What the exercise asks — Convert only the lines of the records starting with the line containing "Mark each instance of the electrical" and going on through the line containing "x=223 y=168" into a Markdown table. Use the columns Row and Line, number each line in order, and leave out any blank lines.

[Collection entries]
- - -
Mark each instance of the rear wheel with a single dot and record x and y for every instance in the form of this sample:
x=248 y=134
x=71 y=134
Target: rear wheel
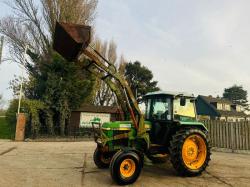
x=190 y=151
x=102 y=159
x=125 y=167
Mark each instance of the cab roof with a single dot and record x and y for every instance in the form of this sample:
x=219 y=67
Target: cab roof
x=169 y=93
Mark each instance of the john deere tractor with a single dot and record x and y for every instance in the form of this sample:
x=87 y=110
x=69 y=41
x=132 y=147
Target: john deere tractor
x=168 y=127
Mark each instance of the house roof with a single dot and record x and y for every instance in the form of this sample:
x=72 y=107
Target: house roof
x=97 y=109
x=211 y=99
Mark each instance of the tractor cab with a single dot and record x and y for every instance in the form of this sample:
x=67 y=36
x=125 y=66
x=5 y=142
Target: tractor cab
x=166 y=110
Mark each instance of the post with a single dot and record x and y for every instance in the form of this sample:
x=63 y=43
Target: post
x=1 y=48
x=20 y=127
x=21 y=119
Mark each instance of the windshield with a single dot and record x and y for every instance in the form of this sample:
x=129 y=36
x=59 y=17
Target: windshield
x=158 y=109
x=188 y=110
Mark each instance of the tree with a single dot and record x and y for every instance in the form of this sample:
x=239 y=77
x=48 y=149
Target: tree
x=237 y=95
x=104 y=96
x=32 y=24
x=140 y=79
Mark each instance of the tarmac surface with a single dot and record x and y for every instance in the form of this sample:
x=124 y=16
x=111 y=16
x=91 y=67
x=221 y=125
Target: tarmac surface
x=71 y=164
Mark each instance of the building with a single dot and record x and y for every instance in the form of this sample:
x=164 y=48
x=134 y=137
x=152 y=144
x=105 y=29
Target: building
x=209 y=107
x=81 y=117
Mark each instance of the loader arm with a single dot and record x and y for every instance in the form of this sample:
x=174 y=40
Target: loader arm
x=72 y=42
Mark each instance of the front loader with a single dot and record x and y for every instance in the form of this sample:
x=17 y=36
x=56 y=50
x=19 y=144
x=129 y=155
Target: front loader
x=168 y=127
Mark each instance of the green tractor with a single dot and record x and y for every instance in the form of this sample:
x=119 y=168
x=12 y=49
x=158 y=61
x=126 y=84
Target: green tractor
x=168 y=127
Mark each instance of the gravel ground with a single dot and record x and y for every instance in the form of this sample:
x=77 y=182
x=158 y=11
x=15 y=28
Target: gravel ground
x=71 y=164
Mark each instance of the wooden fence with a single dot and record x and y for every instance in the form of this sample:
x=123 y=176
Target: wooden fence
x=230 y=135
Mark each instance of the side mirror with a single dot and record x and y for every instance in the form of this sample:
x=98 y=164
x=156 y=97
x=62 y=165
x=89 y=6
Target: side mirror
x=183 y=101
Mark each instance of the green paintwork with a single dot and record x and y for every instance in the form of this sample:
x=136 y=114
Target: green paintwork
x=123 y=124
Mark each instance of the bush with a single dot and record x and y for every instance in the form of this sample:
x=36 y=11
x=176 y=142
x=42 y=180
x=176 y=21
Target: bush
x=32 y=109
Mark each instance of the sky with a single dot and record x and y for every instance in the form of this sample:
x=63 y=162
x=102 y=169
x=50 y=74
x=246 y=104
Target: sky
x=193 y=46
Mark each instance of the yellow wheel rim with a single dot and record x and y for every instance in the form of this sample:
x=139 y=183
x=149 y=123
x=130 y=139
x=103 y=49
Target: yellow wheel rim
x=127 y=168
x=194 y=151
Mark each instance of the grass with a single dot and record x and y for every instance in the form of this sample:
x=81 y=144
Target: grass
x=6 y=131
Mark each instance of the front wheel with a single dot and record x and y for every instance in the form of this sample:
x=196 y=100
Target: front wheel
x=125 y=167
x=190 y=151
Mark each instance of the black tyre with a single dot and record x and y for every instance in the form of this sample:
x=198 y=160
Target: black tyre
x=125 y=167
x=102 y=159
x=158 y=159
x=190 y=151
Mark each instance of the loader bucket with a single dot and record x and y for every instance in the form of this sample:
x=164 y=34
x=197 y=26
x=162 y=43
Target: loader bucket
x=70 y=39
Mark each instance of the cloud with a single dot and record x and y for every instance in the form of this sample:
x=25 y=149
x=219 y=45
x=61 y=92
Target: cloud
x=195 y=46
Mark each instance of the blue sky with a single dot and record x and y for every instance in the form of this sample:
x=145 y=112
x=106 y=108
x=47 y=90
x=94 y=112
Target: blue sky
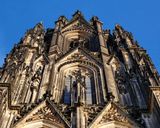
x=141 y=17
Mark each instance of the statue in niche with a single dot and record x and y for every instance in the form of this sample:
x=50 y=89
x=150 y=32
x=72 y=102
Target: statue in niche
x=121 y=84
x=79 y=88
x=34 y=85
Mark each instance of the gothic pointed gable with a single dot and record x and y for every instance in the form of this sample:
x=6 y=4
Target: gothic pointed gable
x=78 y=23
x=46 y=111
x=111 y=113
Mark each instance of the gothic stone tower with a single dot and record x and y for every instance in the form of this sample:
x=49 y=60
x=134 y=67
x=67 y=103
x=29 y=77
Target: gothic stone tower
x=78 y=75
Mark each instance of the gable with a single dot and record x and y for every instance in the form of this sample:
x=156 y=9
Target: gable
x=41 y=114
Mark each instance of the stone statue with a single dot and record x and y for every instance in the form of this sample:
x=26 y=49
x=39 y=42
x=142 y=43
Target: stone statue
x=79 y=89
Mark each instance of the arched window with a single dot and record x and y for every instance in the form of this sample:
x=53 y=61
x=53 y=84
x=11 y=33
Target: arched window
x=88 y=91
x=67 y=93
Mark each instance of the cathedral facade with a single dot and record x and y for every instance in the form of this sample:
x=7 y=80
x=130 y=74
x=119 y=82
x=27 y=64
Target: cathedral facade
x=77 y=75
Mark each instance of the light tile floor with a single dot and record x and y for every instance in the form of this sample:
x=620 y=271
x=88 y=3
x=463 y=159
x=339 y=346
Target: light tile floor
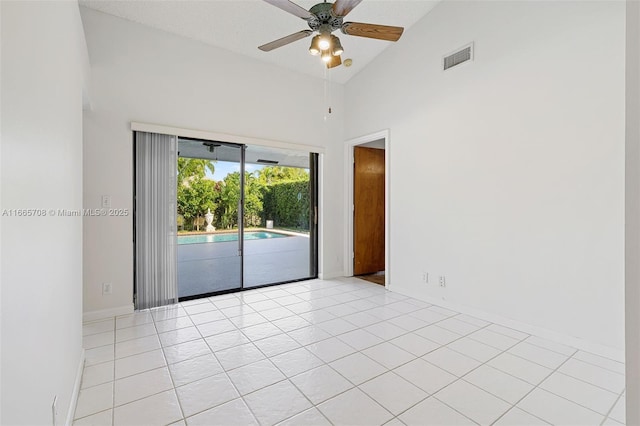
x=335 y=352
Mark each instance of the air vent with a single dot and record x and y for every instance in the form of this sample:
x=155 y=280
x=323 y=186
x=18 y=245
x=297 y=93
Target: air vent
x=463 y=55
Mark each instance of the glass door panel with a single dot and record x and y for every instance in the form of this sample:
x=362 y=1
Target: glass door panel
x=209 y=199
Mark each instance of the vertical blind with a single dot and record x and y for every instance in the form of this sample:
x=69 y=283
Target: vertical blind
x=155 y=220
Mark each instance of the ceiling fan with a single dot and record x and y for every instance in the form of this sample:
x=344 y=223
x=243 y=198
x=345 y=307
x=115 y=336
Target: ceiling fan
x=325 y=18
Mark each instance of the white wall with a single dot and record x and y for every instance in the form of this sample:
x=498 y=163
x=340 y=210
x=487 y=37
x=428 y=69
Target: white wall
x=145 y=75
x=41 y=169
x=507 y=173
x=632 y=205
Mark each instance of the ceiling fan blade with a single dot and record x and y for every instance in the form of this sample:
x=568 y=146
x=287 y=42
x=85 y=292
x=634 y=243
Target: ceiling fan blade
x=291 y=7
x=343 y=7
x=334 y=62
x=285 y=40
x=380 y=32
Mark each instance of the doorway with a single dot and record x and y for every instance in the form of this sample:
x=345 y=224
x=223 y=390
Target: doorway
x=368 y=211
x=367 y=208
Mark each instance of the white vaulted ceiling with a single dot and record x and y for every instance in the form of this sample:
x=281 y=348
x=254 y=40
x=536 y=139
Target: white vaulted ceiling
x=243 y=25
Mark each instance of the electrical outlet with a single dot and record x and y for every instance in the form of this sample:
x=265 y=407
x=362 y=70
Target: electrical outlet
x=54 y=411
x=106 y=288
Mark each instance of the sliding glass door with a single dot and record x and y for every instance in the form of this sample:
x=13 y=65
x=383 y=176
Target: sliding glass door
x=209 y=200
x=280 y=224
x=245 y=217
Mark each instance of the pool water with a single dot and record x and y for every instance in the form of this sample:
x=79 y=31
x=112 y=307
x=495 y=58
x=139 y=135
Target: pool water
x=221 y=238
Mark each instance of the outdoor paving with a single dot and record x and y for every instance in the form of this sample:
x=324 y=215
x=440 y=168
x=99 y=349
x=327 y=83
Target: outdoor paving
x=211 y=267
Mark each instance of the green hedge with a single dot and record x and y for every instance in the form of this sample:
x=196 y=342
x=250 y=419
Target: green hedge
x=287 y=204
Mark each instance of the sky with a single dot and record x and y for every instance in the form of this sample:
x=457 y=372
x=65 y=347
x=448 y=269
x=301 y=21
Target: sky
x=223 y=168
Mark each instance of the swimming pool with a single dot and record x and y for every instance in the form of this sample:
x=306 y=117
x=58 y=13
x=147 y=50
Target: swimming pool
x=221 y=238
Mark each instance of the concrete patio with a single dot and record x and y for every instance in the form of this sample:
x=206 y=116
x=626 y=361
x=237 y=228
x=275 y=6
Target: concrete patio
x=212 y=267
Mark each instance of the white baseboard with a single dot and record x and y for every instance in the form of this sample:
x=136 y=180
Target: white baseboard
x=76 y=390
x=107 y=313
x=594 y=348
x=330 y=275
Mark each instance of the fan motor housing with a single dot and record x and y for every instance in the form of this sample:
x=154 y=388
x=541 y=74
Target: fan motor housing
x=323 y=15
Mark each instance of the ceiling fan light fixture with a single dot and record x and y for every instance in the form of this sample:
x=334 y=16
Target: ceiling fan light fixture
x=314 y=49
x=337 y=46
x=324 y=41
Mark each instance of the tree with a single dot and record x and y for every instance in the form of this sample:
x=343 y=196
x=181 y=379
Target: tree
x=195 y=198
x=273 y=174
x=195 y=194
x=230 y=196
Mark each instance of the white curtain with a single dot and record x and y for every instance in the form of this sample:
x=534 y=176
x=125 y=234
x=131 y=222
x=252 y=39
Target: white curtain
x=155 y=209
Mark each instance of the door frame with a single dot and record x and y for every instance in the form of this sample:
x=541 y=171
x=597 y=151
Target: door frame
x=348 y=201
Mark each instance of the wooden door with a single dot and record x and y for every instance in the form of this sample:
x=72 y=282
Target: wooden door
x=368 y=211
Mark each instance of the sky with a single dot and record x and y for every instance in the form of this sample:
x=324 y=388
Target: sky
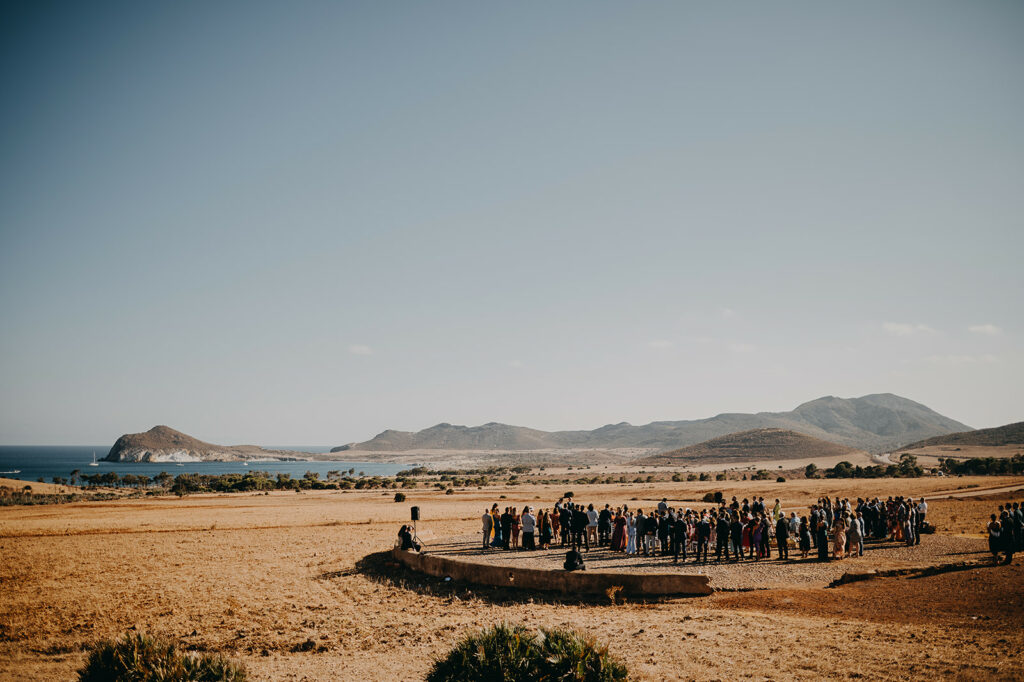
x=303 y=223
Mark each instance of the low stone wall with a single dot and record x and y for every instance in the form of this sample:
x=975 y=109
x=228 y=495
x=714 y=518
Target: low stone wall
x=565 y=582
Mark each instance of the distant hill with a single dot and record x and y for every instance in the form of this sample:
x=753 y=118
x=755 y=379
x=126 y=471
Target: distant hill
x=752 y=445
x=162 y=443
x=876 y=423
x=1011 y=434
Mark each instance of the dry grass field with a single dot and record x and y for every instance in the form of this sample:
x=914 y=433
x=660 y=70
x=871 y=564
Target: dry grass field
x=284 y=583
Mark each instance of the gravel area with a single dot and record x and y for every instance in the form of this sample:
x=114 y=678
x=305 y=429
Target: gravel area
x=934 y=550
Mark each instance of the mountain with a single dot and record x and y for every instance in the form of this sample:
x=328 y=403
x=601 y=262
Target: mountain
x=752 y=445
x=162 y=443
x=1011 y=434
x=876 y=423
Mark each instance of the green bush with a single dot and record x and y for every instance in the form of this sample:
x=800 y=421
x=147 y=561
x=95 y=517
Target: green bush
x=513 y=653
x=140 y=657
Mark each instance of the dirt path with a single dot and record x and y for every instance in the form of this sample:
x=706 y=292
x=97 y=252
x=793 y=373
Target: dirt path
x=975 y=492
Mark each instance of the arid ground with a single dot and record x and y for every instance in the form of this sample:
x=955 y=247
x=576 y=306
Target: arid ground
x=296 y=586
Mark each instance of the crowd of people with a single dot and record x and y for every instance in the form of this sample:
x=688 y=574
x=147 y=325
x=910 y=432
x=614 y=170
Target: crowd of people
x=1006 y=531
x=734 y=530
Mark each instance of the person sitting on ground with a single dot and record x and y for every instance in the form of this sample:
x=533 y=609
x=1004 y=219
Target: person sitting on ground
x=573 y=561
x=406 y=540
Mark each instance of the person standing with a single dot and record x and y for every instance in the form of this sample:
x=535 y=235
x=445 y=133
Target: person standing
- - -
Answer to this problem —
| Row | Line |
|---|---|
| 1 | Mark each instance of the electrical outlet with a single dot and record x and y for every instance in the form of this sample: |
| 2 | x=265 y=407 |
| 3 | x=362 y=70 |
| 4 | Target: electrical outlet |
| 5 | x=54 y=411 |
| 6 | x=106 y=288 |
| 7 | Mark each instance of the sliding glass door with a single dot and record x and y for every instance in the form of this sample: |
| 8 | x=13 y=65 |
| 9 | x=383 y=176 |
| 10 | Target: sliding glass door |
| 11 | x=209 y=200 |
| 12 | x=280 y=224 |
| 13 | x=245 y=217 |
| 14 | Mark each instance of the pool water with a single dot and record x and y for every instance in the form of this sample: |
| 15 | x=79 y=31 |
| 16 | x=112 y=307 |
| 17 | x=495 y=58 |
| 18 | x=139 y=135 |
| 19 | Target: pool water |
| 20 | x=221 y=238 |
| 21 | Mark each instance of the outdoor paving with a single dot and record x and y for every instance in the form of this sample: |
| 22 | x=324 y=215 |
| 23 | x=440 y=168 |
| 24 | x=99 y=349 |
| 25 | x=327 y=83 |
| 26 | Target: outdoor paving |
| 27 | x=211 y=267 |
| 28 | Mark each instance of the green hedge with a single dot and record x and y for every instance in the form of this sample: |
| 29 | x=196 y=342 |
| 30 | x=250 y=419 |
| 31 | Target: green hedge |
| 32 | x=287 y=204 |
| 33 | Mark each instance of the sky with a single dot and record x and y for every instance in the form of this sample: |
| 34 | x=457 y=372 |
| 35 | x=65 y=347 |
| 36 | x=448 y=269 |
| 37 | x=301 y=21 |
| 38 | Target: sky |
| 39 | x=223 y=168 |